_YOUR GOAL_
Pick out every line in the items below that contains the word "white" and copy each of those lines in full.
═══ DATA EXTRACT ═══
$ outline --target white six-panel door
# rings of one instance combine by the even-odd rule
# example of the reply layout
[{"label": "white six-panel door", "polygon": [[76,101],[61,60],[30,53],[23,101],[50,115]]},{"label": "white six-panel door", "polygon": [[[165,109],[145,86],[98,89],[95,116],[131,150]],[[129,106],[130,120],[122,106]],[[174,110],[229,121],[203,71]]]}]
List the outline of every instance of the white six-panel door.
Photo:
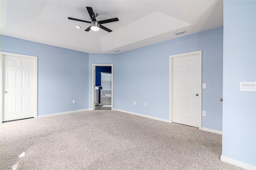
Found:
[{"label": "white six-panel door", "polygon": [[201,127],[202,51],[170,56],[172,121]]},{"label": "white six-panel door", "polygon": [[2,121],[34,117],[36,100],[34,59],[2,56]]}]

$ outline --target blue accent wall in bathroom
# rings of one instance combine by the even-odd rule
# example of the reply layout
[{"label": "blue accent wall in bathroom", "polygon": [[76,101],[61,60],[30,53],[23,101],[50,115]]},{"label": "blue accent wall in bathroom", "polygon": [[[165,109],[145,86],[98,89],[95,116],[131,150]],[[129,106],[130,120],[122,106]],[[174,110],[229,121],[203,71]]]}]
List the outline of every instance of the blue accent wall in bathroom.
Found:
[{"label": "blue accent wall in bathroom", "polygon": [[111,67],[96,66],[96,70],[95,72],[95,86],[101,86],[100,73],[104,72],[111,73]]}]

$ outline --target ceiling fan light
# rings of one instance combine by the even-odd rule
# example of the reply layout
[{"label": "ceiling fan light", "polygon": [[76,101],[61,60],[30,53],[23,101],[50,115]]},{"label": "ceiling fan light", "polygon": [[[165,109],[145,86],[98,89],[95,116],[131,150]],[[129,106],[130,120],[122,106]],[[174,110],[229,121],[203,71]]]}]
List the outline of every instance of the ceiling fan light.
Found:
[{"label": "ceiling fan light", "polygon": [[91,26],[91,30],[94,31],[97,31],[100,30],[100,28],[96,26]]},{"label": "ceiling fan light", "polygon": [[91,22],[91,30],[94,31],[97,31],[100,30],[99,26],[100,24],[97,21],[92,21]]}]

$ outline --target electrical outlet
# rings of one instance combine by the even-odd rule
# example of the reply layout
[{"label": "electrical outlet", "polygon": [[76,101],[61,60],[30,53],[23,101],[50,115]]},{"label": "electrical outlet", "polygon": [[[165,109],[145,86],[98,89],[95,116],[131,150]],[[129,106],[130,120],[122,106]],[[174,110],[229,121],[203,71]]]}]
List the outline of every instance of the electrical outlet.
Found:
[{"label": "electrical outlet", "polygon": [[202,111],[202,115],[203,116],[206,116],[206,111]]}]

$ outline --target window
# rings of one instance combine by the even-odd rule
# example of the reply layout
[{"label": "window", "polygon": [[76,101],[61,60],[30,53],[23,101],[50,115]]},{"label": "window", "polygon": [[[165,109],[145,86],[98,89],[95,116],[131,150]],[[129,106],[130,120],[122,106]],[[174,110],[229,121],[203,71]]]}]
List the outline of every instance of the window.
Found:
[{"label": "window", "polygon": [[103,90],[111,90],[111,73],[100,73],[101,86]]}]

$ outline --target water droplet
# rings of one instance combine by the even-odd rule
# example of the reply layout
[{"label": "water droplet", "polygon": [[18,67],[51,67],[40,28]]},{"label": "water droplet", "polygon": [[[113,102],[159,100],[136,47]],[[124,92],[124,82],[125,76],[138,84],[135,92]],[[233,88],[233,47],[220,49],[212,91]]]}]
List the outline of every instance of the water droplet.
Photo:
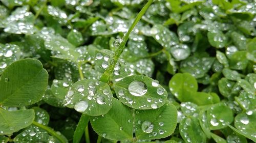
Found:
[{"label": "water droplet", "polygon": [[84,91],[84,87],[83,85],[78,85],[76,88],[76,90],[79,92],[82,92]]},{"label": "water droplet", "polygon": [[35,132],[35,131],[34,131],[33,130],[32,130],[29,132],[29,135],[32,136],[35,135],[36,134],[36,133]]},{"label": "water droplet", "polygon": [[135,96],[141,96],[146,94],[147,88],[145,83],[142,81],[134,81],[128,87],[129,92]]},{"label": "water droplet", "polygon": [[152,108],[152,109],[156,109],[156,108],[157,108],[157,104],[151,104],[151,108]]},{"label": "water droplet", "polygon": [[5,82],[8,82],[9,81],[9,78],[8,78],[7,77],[5,78]]},{"label": "water droplet", "polygon": [[247,125],[249,123],[249,119],[246,116],[243,117],[240,119],[240,122],[245,125]]},{"label": "water droplet", "polygon": [[164,131],[163,130],[160,129],[159,133],[160,134],[163,134],[164,133]]},{"label": "water droplet", "polygon": [[99,59],[99,60],[100,60],[101,59],[102,59],[103,58],[103,55],[102,55],[102,54],[101,54],[101,53],[100,52],[98,52],[96,54],[96,59]]},{"label": "water droplet", "polygon": [[97,103],[100,105],[102,105],[105,103],[105,99],[102,96],[100,96],[97,98],[96,101]]},{"label": "water droplet", "polygon": [[141,129],[145,133],[151,133],[153,131],[154,125],[151,122],[146,121],[141,125]]},{"label": "water droplet", "polygon": [[217,120],[215,118],[212,118],[210,120],[210,124],[214,126],[217,126],[219,125],[219,122],[218,122]]},{"label": "water droplet", "polygon": [[105,137],[106,137],[106,134],[105,134],[105,133],[103,133],[102,134],[102,137],[103,137],[105,138]]},{"label": "water droplet", "polygon": [[158,95],[162,95],[164,93],[164,90],[162,88],[158,88],[157,93]]},{"label": "water droplet", "polygon": [[88,107],[88,103],[86,101],[80,101],[75,104],[74,108],[75,109],[80,112],[84,112]]},{"label": "water droplet", "polygon": [[103,94],[104,95],[108,95],[110,94],[110,92],[108,89],[104,89],[104,90],[103,90]]},{"label": "water droplet", "polygon": [[159,122],[159,126],[163,126],[163,122]]},{"label": "water droplet", "polygon": [[245,112],[247,115],[252,115],[252,110],[248,110]]},{"label": "water droplet", "polygon": [[4,55],[5,57],[10,57],[12,55],[12,51],[11,50],[8,50]]},{"label": "water droplet", "polygon": [[118,47],[122,42],[122,40],[121,39],[117,39],[115,40],[113,43],[114,46],[116,47]]},{"label": "water droplet", "polygon": [[158,87],[158,85],[159,85],[159,81],[157,80],[154,80],[153,81],[152,81],[152,86],[154,87]]},{"label": "water droplet", "polygon": [[102,68],[103,68],[104,69],[108,68],[108,67],[109,66],[109,65],[108,64],[108,62],[106,62],[106,61],[103,62],[102,64],[101,64],[101,66],[102,67]]},{"label": "water droplet", "polygon": [[4,69],[7,66],[7,64],[4,62],[0,63],[0,69]]},{"label": "water droplet", "polygon": [[62,85],[64,87],[68,87],[69,86],[69,84],[67,82],[63,82]]},{"label": "water droplet", "polygon": [[124,94],[124,92],[122,90],[120,90],[118,91],[118,94],[120,96],[123,96]]}]

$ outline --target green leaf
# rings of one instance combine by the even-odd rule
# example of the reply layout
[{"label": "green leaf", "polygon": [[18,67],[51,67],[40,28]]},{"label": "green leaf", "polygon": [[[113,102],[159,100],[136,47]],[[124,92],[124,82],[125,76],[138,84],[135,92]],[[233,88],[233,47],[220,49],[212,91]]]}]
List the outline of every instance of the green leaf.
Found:
[{"label": "green leaf", "polygon": [[76,130],[74,133],[74,136],[73,138],[73,143],[80,142],[80,140],[82,138],[82,134],[84,132],[84,127],[88,126],[89,122],[89,116],[84,114],[82,114],[81,117],[80,118],[78,124],[77,124],[77,126],[76,127]]},{"label": "green leaf", "polygon": [[189,73],[196,78],[204,77],[214,63],[215,59],[202,55],[193,55],[182,61],[180,64],[180,71]]},{"label": "green leaf", "polygon": [[218,87],[220,93],[224,97],[228,97],[232,91],[235,82],[230,81],[226,78],[222,78],[219,80]]},{"label": "green leaf", "polygon": [[78,46],[83,42],[82,34],[76,30],[71,31],[67,38],[69,42],[75,46]]},{"label": "green leaf", "polygon": [[172,134],[176,127],[177,109],[169,103],[158,109],[136,110],[135,113],[134,122],[135,136],[138,139],[166,137]]},{"label": "green leaf", "polygon": [[53,51],[55,57],[76,61],[79,55],[75,50],[75,46],[65,38],[59,35],[52,35],[45,42],[47,49]]},{"label": "green leaf", "polygon": [[20,49],[14,44],[0,45],[0,74],[12,62],[20,57]]},{"label": "green leaf", "polygon": [[[177,110],[172,104],[167,103],[158,109],[135,110],[116,99],[113,101],[113,107],[108,113],[90,119],[94,131],[104,138],[121,140],[154,139],[168,136],[174,131]],[[117,118],[116,115],[120,112],[123,115]],[[133,138],[134,130],[135,138]]]},{"label": "green leaf", "polygon": [[225,54],[219,51],[217,51],[216,58],[221,64],[223,64],[225,67],[228,67],[228,61]]},{"label": "green leaf", "polygon": [[[255,83],[254,83],[255,84]],[[255,95],[255,90],[253,85],[251,85],[247,81],[240,79],[238,80],[238,84],[242,87],[245,92],[251,95]]]},{"label": "green leaf", "polygon": [[35,111],[34,121],[45,126],[48,125],[50,116],[46,110],[37,107],[34,107],[32,109]]},{"label": "green leaf", "polygon": [[196,92],[198,89],[197,80],[189,73],[177,73],[169,82],[172,93],[181,102],[185,100],[187,91]]},{"label": "green leaf", "polygon": [[195,117],[183,119],[179,127],[180,133],[185,142],[206,142],[206,136]]},{"label": "green leaf", "polygon": [[256,38],[254,38],[249,41],[246,44],[246,58],[248,60],[256,62],[256,51],[254,49],[256,44]]},{"label": "green leaf", "polygon": [[[132,140],[133,120],[132,110],[117,99],[112,100],[112,108],[103,116],[91,117],[93,130],[104,138]],[[122,115],[117,115],[122,113]]]},{"label": "green leaf", "polygon": [[221,48],[227,44],[227,38],[220,31],[209,31],[207,33],[207,37],[209,42],[213,47]]},{"label": "green leaf", "polygon": [[223,103],[212,105],[207,111],[207,119],[211,130],[217,130],[226,127],[233,120],[233,112]]},{"label": "green leaf", "polygon": [[137,109],[156,109],[163,106],[166,91],[158,81],[134,75],[114,83],[117,98],[125,105]]},{"label": "green leaf", "polygon": [[256,111],[255,110],[238,114],[234,119],[234,126],[246,137],[256,141]]},{"label": "green leaf", "polygon": [[179,42],[175,33],[161,25],[155,25],[150,32],[155,40],[164,47],[170,47]]},{"label": "green leaf", "polygon": [[211,137],[214,139],[214,140],[217,142],[217,143],[226,143],[227,141],[226,141],[226,140],[223,139],[222,137],[220,137],[219,136],[214,134],[214,133],[210,133],[211,135]]},{"label": "green leaf", "polygon": [[40,61],[24,59],[14,62],[0,79],[0,104],[24,106],[38,102],[46,90],[47,71]]},{"label": "green leaf", "polygon": [[90,116],[106,113],[112,107],[112,93],[107,83],[93,79],[73,84],[65,97],[65,105]]},{"label": "green leaf", "polygon": [[36,32],[34,26],[34,16],[28,6],[19,7],[3,22],[5,32],[16,34],[32,34]]},{"label": "green leaf", "polygon": [[9,111],[0,108],[0,135],[11,134],[28,127],[32,124],[34,116],[32,109]]},{"label": "green leaf", "polygon": [[227,79],[237,81],[241,79],[241,76],[239,73],[235,70],[231,70],[228,68],[224,68],[222,70],[222,73],[225,77]]}]

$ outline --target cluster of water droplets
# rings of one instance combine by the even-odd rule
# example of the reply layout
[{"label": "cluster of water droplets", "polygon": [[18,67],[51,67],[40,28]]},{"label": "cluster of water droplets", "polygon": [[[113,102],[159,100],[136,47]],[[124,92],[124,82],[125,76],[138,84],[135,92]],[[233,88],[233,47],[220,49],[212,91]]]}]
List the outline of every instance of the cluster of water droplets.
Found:
[{"label": "cluster of water droplets", "polygon": [[11,63],[17,60],[22,53],[16,45],[6,44],[0,46],[0,73]]},{"label": "cluster of water droplets", "polygon": [[28,7],[18,8],[4,21],[6,25],[4,31],[17,34],[33,34],[36,31],[32,20],[34,17]]}]

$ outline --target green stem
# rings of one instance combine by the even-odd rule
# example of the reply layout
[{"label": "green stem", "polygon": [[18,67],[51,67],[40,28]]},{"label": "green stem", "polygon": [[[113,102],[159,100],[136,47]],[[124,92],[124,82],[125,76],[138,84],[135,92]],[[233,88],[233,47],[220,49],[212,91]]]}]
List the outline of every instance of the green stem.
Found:
[{"label": "green stem", "polygon": [[61,135],[57,134],[52,128],[46,126],[45,125],[43,125],[42,124],[39,124],[38,123],[35,121],[33,121],[32,124],[47,131],[47,132],[48,132],[50,135],[53,135],[55,136],[56,138],[57,138],[59,140],[59,141],[60,141],[60,142],[61,143],[67,142],[66,140]]},{"label": "green stem", "polygon": [[110,78],[112,75],[113,71],[114,71],[114,68],[115,68],[115,66],[116,65],[116,63],[117,62],[117,60],[119,58],[120,55],[123,52],[123,49],[125,48],[125,44],[128,40],[128,38],[129,37],[129,35],[132,32],[134,27],[135,27],[136,25],[139,21],[140,21],[142,16],[145,14],[147,9],[150,7],[151,4],[153,3],[153,0],[149,0],[148,2],[145,5],[145,6],[141,9],[139,14],[137,15],[135,19],[133,21],[133,24],[130,27],[128,30],[128,32],[126,33],[124,37],[123,38],[123,41],[120,44],[119,46],[117,48],[117,49],[115,52],[113,57],[113,63],[111,63],[111,65],[109,67],[109,68],[105,71],[104,73],[102,74],[101,77],[100,77],[100,80],[101,81],[105,82],[109,82]]},{"label": "green stem", "polygon": [[47,1],[46,1],[46,2],[45,2],[45,3],[44,3],[44,4],[42,5],[42,6],[36,12],[36,13],[35,14],[35,19],[34,19],[34,23],[35,23],[35,20],[36,19],[36,18],[37,18],[37,17],[38,17],[39,15],[40,14],[40,13],[42,11],[44,8],[45,8],[45,7],[46,6],[46,4],[47,4]]},{"label": "green stem", "polygon": [[80,78],[81,79],[83,79],[84,78],[83,77],[83,74],[82,73],[82,70],[81,69],[81,63],[80,62],[77,64],[77,67],[78,67],[78,71],[79,72]]},{"label": "green stem", "polygon": [[84,131],[84,134],[86,135],[86,143],[90,143],[90,135],[89,135],[89,129],[88,129],[88,125],[86,126],[86,130]]},{"label": "green stem", "polygon": [[100,135],[98,136],[98,139],[97,139],[97,143],[100,143],[101,142],[102,136]]}]

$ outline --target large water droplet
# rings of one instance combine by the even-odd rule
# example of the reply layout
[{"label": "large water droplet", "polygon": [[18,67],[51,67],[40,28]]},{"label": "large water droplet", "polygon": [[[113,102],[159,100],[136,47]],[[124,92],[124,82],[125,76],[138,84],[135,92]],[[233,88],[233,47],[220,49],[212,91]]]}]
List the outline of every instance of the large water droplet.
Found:
[{"label": "large water droplet", "polygon": [[96,57],[97,59],[100,60],[100,59],[102,59],[103,55],[101,53],[98,52],[96,54]]},{"label": "large water droplet", "polygon": [[152,86],[154,87],[158,87],[158,85],[159,85],[159,81],[156,80],[154,80],[153,81],[152,81]]},{"label": "large water droplet", "polygon": [[141,129],[144,132],[152,132],[154,129],[154,125],[148,121],[146,121],[141,125]]},{"label": "large water droplet", "polygon": [[247,125],[249,123],[249,119],[247,117],[244,116],[240,119],[240,122],[245,125]]},{"label": "large water droplet", "polygon": [[35,131],[34,131],[33,130],[32,130],[29,132],[29,135],[32,136],[35,135],[36,134],[36,133],[35,132]]},{"label": "large water droplet", "polygon": [[88,103],[86,101],[80,101],[75,104],[74,108],[76,110],[80,112],[84,112],[88,107]]},{"label": "large water droplet", "polygon": [[76,90],[79,92],[82,92],[84,91],[84,87],[83,85],[78,85],[76,88]]},{"label": "large water droplet", "polygon": [[144,82],[135,80],[131,82],[128,90],[133,95],[141,96],[146,94],[147,88]]},{"label": "large water droplet", "polygon": [[158,88],[157,93],[158,95],[162,95],[164,93],[164,90],[162,88]]},{"label": "large water droplet", "polygon": [[219,125],[219,122],[218,122],[217,120],[215,118],[212,118],[210,120],[210,124],[214,126],[217,126]]},{"label": "large water droplet", "polygon": [[124,92],[122,90],[120,90],[118,91],[118,94],[120,96],[123,96],[124,94]]},{"label": "large water droplet", "polygon": [[97,98],[97,99],[96,99],[97,103],[98,103],[98,104],[99,104],[102,105],[102,104],[105,103],[104,100],[105,100],[105,99],[104,98],[104,97],[103,97],[102,96],[100,96],[100,97]]},{"label": "large water droplet", "polygon": [[157,104],[154,104],[154,103],[151,104],[151,108],[152,108],[152,109],[156,109],[156,108],[157,108]]}]

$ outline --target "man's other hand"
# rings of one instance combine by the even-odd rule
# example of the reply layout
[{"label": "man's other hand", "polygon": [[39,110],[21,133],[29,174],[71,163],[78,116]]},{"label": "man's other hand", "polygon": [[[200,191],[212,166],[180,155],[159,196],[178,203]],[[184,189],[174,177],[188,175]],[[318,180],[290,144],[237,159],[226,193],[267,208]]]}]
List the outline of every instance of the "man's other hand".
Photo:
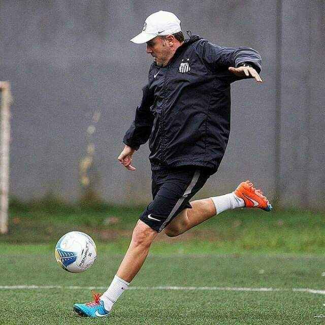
═══
_EXERCISE RESPONSE_
$ outline --target white six-panel door
[{"label": "white six-panel door", "polygon": [[76,101],[61,60],[30,53],[23,101],[50,115]]},{"label": "white six-panel door", "polygon": [[[165,109],[145,86],[98,89],[95,116],[131,150]],[[129,106],[130,120],[122,106]],[[174,110],[229,121],[203,71]]]}]
List the outline of every instance of the white six-panel door.
[{"label": "white six-panel door", "polygon": [[201,127],[202,51],[170,56],[172,121]]},{"label": "white six-panel door", "polygon": [[2,121],[34,117],[36,100],[34,59],[2,56]]}]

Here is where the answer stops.